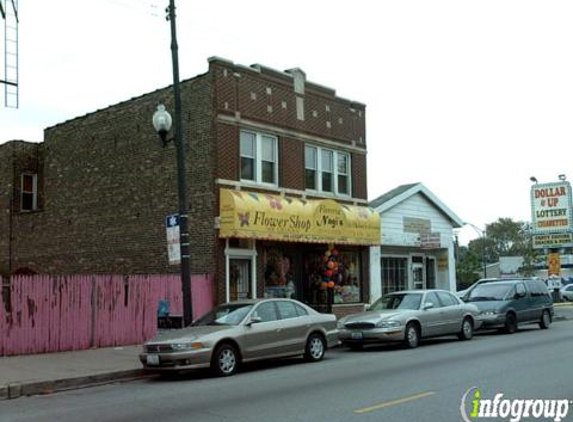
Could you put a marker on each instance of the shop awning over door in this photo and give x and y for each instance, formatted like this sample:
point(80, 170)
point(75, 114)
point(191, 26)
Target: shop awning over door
point(261, 216)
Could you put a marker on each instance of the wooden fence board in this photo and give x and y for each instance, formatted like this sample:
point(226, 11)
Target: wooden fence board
point(59, 313)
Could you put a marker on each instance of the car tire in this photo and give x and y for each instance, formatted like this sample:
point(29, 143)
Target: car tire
point(510, 323)
point(315, 348)
point(225, 360)
point(411, 336)
point(467, 331)
point(545, 320)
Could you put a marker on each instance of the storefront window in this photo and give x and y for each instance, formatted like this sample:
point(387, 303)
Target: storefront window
point(394, 274)
point(334, 272)
point(279, 278)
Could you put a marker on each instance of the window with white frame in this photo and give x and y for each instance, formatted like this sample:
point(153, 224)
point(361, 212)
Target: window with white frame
point(259, 158)
point(29, 192)
point(327, 170)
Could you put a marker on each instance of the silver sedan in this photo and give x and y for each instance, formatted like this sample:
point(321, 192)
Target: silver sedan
point(240, 332)
point(407, 317)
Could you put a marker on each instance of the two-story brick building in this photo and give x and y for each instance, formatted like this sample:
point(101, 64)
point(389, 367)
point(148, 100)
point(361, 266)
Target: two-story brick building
point(276, 176)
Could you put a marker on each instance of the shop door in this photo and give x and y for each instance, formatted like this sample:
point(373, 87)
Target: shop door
point(418, 279)
point(239, 279)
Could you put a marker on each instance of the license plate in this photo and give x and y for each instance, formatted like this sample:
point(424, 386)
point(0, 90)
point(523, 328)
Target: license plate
point(153, 359)
point(356, 336)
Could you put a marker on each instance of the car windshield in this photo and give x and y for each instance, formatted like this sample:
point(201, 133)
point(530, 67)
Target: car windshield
point(398, 301)
point(229, 314)
point(489, 291)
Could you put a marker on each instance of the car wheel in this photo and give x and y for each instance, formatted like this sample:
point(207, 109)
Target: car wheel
point(467, 331)
point(545, 320)
point(315, 348)
point(225, 360)
point(412, 336)
point(510, 323)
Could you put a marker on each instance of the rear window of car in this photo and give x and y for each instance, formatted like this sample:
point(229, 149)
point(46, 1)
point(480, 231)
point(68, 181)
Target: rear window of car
point(490, 291)
point(300, 310)
point(447, 299)
point(287, 310)
point(537, 288)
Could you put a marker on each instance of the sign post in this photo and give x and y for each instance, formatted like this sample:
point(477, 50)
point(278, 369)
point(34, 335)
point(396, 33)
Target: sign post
point(173, 245)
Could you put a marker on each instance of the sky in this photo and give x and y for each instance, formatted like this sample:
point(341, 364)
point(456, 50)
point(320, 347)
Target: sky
point(471, 98)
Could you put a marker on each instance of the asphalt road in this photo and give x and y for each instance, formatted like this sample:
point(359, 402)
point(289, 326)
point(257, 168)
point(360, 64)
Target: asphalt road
point(377, 384)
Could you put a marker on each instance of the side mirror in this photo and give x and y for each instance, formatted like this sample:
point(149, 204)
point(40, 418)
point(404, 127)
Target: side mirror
point(254, 319)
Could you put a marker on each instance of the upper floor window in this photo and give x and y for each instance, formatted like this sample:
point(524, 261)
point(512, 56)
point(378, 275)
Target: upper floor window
point(29, 192)
point(327, 170)
point(259, 158)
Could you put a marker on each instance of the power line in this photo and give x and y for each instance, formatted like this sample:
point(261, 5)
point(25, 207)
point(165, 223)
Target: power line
point(146, 7)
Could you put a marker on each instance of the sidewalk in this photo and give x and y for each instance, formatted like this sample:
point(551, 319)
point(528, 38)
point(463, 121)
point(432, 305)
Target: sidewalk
point(46, 373)
point(50, 372)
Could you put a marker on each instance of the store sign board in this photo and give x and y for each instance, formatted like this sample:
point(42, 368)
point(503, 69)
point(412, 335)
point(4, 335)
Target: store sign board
point(173, 245)
point(551, 208)
point(553, 264)
point(430, 241)
point(263, 216)
point(416, 225)
point(555, 240)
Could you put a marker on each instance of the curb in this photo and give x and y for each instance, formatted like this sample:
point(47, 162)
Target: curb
point(15, 390)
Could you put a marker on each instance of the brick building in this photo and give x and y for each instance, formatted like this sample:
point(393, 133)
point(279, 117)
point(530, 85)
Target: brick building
point(276, 176)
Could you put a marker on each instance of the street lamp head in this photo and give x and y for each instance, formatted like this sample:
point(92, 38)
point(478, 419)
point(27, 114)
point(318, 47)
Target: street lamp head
point(162, 122)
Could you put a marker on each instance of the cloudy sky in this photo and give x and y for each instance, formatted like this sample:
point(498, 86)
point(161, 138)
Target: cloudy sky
point(470, 98)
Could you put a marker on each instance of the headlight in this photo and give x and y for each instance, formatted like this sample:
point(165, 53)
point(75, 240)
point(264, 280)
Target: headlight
point(181, 347)
point(388, 324)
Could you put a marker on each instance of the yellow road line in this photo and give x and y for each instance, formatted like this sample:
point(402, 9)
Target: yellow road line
point(394, 402)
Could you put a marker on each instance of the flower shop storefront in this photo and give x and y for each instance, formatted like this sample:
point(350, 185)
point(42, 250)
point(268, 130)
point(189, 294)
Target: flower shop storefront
point(315, 251)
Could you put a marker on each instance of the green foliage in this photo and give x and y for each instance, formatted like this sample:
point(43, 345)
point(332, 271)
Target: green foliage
point(503, 237)
point(469, 267)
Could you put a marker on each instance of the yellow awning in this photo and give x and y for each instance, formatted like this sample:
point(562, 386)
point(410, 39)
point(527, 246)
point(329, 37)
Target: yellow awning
point(263, 216)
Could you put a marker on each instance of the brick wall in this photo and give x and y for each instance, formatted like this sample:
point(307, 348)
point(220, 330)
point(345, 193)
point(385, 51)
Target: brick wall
point(108, 185)
point(16, 158)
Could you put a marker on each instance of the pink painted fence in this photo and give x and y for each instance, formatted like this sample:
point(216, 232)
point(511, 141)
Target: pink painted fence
point(58, 313)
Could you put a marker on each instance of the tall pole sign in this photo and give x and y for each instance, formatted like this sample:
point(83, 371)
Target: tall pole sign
point(552, 215)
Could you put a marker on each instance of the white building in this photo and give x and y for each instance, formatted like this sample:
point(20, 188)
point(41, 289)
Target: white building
point(417, 242)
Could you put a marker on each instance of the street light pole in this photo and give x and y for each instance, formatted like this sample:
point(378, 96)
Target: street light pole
point(181, 174)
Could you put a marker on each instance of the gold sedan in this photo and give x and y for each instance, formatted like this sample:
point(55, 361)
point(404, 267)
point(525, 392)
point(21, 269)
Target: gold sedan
point(238, 332)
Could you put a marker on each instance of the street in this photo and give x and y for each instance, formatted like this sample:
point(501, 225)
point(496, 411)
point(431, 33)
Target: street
point(378, 384)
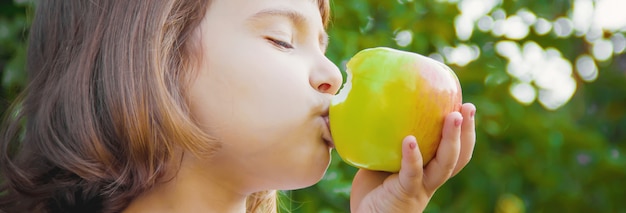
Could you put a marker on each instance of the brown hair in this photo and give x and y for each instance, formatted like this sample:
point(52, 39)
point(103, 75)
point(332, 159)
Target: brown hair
point(105, 109)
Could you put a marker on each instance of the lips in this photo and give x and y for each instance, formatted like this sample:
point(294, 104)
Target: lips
point(326, 135)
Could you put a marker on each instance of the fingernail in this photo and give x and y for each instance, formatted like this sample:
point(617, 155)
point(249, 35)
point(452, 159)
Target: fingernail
point(458, 121)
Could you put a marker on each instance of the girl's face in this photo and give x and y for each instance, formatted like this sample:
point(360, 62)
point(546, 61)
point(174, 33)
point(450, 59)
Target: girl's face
point(263, 89)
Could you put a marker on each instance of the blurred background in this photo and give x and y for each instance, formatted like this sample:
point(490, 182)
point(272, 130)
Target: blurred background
point(548, 79)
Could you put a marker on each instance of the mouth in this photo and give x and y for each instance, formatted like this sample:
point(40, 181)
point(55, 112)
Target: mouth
point(326, 135)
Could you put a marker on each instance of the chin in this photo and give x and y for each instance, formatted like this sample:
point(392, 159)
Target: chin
point(310, 174)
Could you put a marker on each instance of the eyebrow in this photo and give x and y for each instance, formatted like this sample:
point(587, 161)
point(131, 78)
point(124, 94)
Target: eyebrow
point(296, 18)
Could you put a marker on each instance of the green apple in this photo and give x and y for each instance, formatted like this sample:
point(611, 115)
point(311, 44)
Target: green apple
point(388, 95)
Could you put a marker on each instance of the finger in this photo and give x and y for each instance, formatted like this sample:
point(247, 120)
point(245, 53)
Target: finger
point(468, 136)
point(364, 182)
point(441, 167)
point(411, 168)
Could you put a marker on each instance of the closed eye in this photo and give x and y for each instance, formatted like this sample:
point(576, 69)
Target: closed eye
point(280, 43)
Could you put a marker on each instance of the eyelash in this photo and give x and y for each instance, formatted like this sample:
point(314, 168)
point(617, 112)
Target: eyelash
point(280, 43)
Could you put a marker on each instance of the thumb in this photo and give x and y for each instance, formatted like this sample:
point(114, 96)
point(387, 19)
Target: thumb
point(411, 168)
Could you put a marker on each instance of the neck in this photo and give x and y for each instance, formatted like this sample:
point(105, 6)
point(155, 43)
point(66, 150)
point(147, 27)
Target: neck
point(192, 190)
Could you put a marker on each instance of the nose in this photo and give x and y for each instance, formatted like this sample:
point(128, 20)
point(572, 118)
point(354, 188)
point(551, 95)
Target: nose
point(326, 77)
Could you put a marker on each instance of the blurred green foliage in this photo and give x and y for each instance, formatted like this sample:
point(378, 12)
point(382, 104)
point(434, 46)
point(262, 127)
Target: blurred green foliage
point(528, 157)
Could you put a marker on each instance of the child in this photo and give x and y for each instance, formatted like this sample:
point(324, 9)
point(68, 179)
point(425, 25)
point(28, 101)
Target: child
point(191, 106)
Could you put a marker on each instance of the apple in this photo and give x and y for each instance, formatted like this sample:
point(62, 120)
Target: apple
point(388, 95)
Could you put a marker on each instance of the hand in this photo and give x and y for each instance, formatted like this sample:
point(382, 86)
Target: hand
point(411, 189)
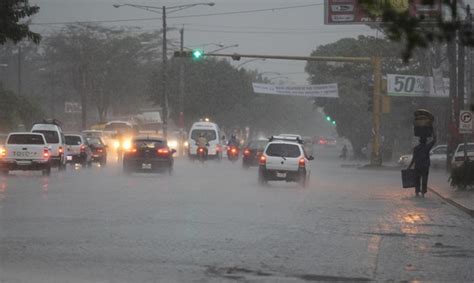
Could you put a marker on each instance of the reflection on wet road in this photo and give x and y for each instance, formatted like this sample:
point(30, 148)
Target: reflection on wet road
point(213, 222)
- - - - -
DIRECTION. Rescale the records from the line with "Could you put a marker on each instance of the curb" through the line with "point(162, 122)", both included, by giving every line again, requests included, with each answer's x and y coordinates multiplied by 1.05 and rounded to whole numbers, halves rounded up. Leave the request wording and its format sample points as they are.

TASK SOLUTION.
Could you put a marker on each instance of the curb in this photo and give x and y for each instance, formatted like this sample:
point(47, 162)
Target: curb
point(16, 410)
Could you put a marker on each instance of the brick building in this photo and give x and y for each instance, formatted like this sample:
point(393, 133)
point(279, 117)
point(530, 85)
Target: brick building
point(290, 185)
Could you put a marker on each instance of the street lamp head in this photo and give x and y for each instance, formatted like this sample:
point(92, 38)
point(478, 419)
point(27, 114)
point(318, 47)
Target: street lamp head
point(170, 128)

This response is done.